▶ LIST OF TASKS
1 > In the abstract on selenium and bone health, how many women remained in the study population after the exclusions?
2 > Resume the abstract on selenium and bone health after its final line and carry it forward.

▶ EXCERPT
*** Block opens ***
Context: Selenium status may have direct effects on bone and indirect effects through changes in thyroid hormone sensitivity.
Objective: We hypothesized that variation in selenium status in healthy euthyroid postmenopausal women is associated with differences in bone turnover, bone mineral density (BMD) and fracture susceptibility.
Design: The Osteoporosis and Ultrasound Study (OPUS) is a 6-yr prospective study of fracture-related factors.
Setting: The study was comprised of a population-based cohort from five European cities.
Participants: A total of 2374 postmenopausal women participated. Subjects with thyroid disease and nonthyroidal illness and those receiving drugs affecting thyroid status or bone metabolism were excluded, leaving a study population of 1144.
Interventions: There were no interventions.
Main outcome measures: We measured selenium (micrograms per liter); selenoprotein P (milligrams per liter); free T(4) (picomoles per liter); free T(3) (picomoles per liter); TSH (milliunits per liter); bone turnover markers; BMD; and vertebral, hip, and nonvertebral fractures.
*** Block closes ***
▶ INFORMATION PROVIDED
*** Block opens ***
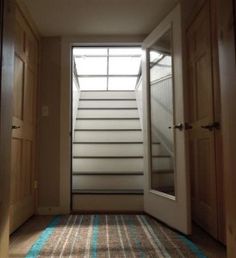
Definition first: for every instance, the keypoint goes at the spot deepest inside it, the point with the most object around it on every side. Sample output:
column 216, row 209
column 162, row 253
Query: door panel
*** Block closes ***
▶ OUTPUTS FOR THE TASKS
1 > 1144 women

2 >
Results: Higher selenium levels were associated with higher hip BMD at study entry (β = 0.072, P = 0.004) and lower levels of bone formation (osteocalcin: β = -0.101, P < 0.001; procollagen type 1 N-terminal propeptide: β = -0.074, P = 0.013) and resorption markers (C-telopeptide of type 1 collagen: β = -0.058, P = 0.050; N-telopeptide of type 1 collagen: β = -0.095, P = 0.002). Higher selenoprotein P was associated with higher hip (β = 0.113, P < 0.001) and lumbar spine BMD (β = 0.088, P = 0.003) at study entry, higher hip BMD after the 6-yr follow-up (β = 0.106, P = 0.001) and lower osteocalcin (β = -0.077, P = 0.009), C-telopeptide of type 1 collagen (β = -0.075, P = 0.012), and N-telopeptide of type 1 collagen (β = -0.110, P < 0.001).
Conclusion: Selenium status is inversely related to bone turnover and positively correlated with BMD in healthy euthyroid postmenopausal women independent of thyroid status.